— LISTED ENTRIES —
## start

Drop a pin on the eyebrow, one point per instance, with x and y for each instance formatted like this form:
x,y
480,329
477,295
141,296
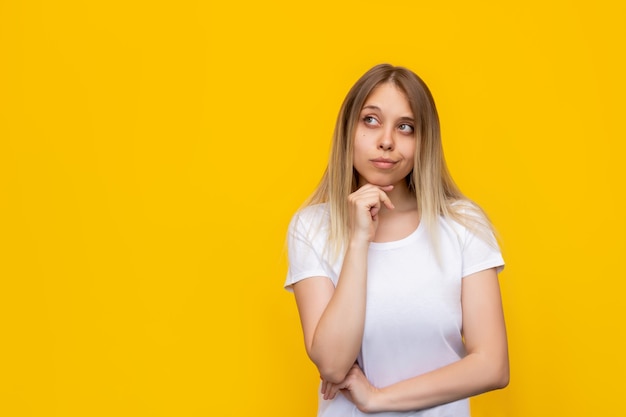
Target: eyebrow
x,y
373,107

## end
## start

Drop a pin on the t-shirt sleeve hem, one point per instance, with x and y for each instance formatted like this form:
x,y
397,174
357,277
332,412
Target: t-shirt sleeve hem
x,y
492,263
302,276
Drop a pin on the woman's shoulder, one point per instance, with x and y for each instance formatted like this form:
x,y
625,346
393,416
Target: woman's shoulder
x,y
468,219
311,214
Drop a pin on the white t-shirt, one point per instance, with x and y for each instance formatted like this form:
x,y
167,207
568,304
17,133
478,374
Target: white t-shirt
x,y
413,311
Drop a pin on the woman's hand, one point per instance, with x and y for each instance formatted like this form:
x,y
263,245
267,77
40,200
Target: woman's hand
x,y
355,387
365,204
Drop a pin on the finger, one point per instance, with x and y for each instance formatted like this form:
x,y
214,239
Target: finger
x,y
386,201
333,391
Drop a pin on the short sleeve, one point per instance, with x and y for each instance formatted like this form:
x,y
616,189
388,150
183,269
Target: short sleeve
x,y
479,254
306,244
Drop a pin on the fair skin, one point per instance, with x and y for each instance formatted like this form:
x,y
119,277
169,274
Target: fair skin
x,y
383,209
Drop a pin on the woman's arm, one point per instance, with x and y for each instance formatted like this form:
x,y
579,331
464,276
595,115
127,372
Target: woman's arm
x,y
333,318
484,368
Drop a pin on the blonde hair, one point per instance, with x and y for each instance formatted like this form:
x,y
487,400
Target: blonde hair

## end

Convert the material into a Markdown table with the columns Row and Line, starting at the line that contains "Drop a pin on the finger, one" and stopping after the line that contains "Target: blonde hair". Number each row, leave out blank lines, and include no other lines.

| Row | Line |
|---|---|
| 1 | Drop a pin on the finger, one point per instance, with x and y for each instance formatted like this form: |
| 2 | x,y |
| 3 | 214,239 |
| 4 | Target: finger |
| 5 | x,y |
| 6 | 386,201 |
| 7 | 333,391 |
| 8 | Drop a pin on the short sleeve, one point per instance, with x and y for each instance formatted like this form: |
| 9 | x,y |
| 10 | 616,189 |
| 11 | 388,150 |
| 12 | 183,269 |
| 13 | Target: short sleeve |
| 14 | x,y |
| 15 | 479,254 |
| 16 | 306,244 |
| 17 | Drop a pin on the fair skin, one point per instance, with x and y for each instance formatted like this form: |
| 18 | x,y |
| 19 | 119,277 |
| 20 | 169,274 |
| 21 | Target: fair skin |
| 22 | x,y |
| 23 | 383,209 |
| 24 | Drop a pin on the woman's arm, one point per instance, with x and y for each instance formatted like this form: |
| 25 | x,y |
| 26 | 579,331 |
| 27 | 464,276 |
| 28 | 595,115 |
| 29 | 127,372 |
| 30 | Target: woman's arm |
| 31 | x,y |
| 32 | 333,318 |
| 33 | 484,368 |
| 34 | Drop a pin on the blonde hair, one point per instance, with x and y for each instance formatted like this form: |
| 35 | x,y |
| 36 | 487,400 |
| 37 | Target: blonde hair |